**** Records supplied

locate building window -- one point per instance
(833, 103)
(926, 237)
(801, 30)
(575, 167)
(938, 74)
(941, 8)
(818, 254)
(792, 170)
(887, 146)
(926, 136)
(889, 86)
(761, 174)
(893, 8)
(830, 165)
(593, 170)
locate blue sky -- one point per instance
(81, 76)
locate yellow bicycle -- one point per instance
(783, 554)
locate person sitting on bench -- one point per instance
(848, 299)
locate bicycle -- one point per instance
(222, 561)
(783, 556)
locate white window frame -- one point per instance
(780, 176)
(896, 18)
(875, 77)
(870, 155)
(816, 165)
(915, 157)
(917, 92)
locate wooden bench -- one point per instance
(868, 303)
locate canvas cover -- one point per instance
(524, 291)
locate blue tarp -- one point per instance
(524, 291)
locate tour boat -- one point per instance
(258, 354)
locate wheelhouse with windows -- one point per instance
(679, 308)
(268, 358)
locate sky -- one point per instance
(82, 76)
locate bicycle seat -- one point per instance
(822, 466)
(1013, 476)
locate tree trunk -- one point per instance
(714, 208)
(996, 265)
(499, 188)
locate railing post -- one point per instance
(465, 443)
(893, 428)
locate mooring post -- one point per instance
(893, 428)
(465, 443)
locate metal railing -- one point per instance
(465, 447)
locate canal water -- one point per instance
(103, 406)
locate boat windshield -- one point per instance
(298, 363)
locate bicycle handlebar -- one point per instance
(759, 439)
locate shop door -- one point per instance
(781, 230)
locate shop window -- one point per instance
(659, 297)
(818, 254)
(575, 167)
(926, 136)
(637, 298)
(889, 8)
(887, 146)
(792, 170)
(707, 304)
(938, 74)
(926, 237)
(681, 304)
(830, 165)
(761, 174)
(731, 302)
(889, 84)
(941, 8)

********

■ Problem statement ■
Render the material above as a two-column CSV with the headers "query" and "coordinates". Give one row for each "locate" line, with that line in the first field and every point listed under it in the second field. Put each field in quotation marks and replace its line breaks with spaces.

■ Correct response ■
query,coordinates
"locate building window -- one point per instance","(833, 103) (926, 237) (801, 30) (575, 167) (938, 74) (941, 8) (818, 254) (792, 170) (887, 146) (926, 136) (889, 86) (761, 174) (893, 8) (830, 165) (593, 170)"
"locate blue sky -- one point per instance","(81, 76)"
"locate yellow bicycle -- one point per instance","(783, 554)"
"locate person sitting on bench -- one point per instance","(848, 299)"
"locate bicycle -- one point per instance","(222, 561) (783, 556)"
"locate white window frame -- one point per instance","(780, 176) (896, 18) (875, 77) (870, 155) (816, 165) (915, 157) (917, 92)"
"locate wooden bench -- one point per instance","(868, 303)"
"locate canvas cover -- one point per instance","(524, 291)"
"locate blue tarp -- one point per instance","(524, 291)"
"locate tour boat -- one point per instance","(258, 354)"
"locate wheelhouse with windows -- one point per instance","(679, 308) (268, 358)"
"locate sky -- one point per instance","(82, 76)"
"locate bicycle seat -- one point per instance","(822, 466) (1013, 476)"
"locate tree trunk -- one point per instance","(714, 208) (996, 265) (499, 188)"
"locate railing post -- one point per instance","(465, 443) (893, 428)"
"locate mooring post -- one point per instance","(893, 428) (465, 443)"
"locate metal railing -- one point per instance","(465, 447)"
"locate canal water -- one point per instance","(103, 406)"
"locate boat windshield -- one point per instance","(298, 363)"
"locate bicycle handlebar -- one point per instance","(759, 439)"
"locate shop door -- one point per instance","(781, 230)"
"locate shop window -- one point per instance","(659, 297) (818, 254) (575, 167) (926, 136) (637, 298) (889, 8) (887, 146) (792, 170) (707, 304) (938, 74) (926, 237) (681, 304) (830, 165) (761, 174) (731, 302) (889, 84) (941, 8)"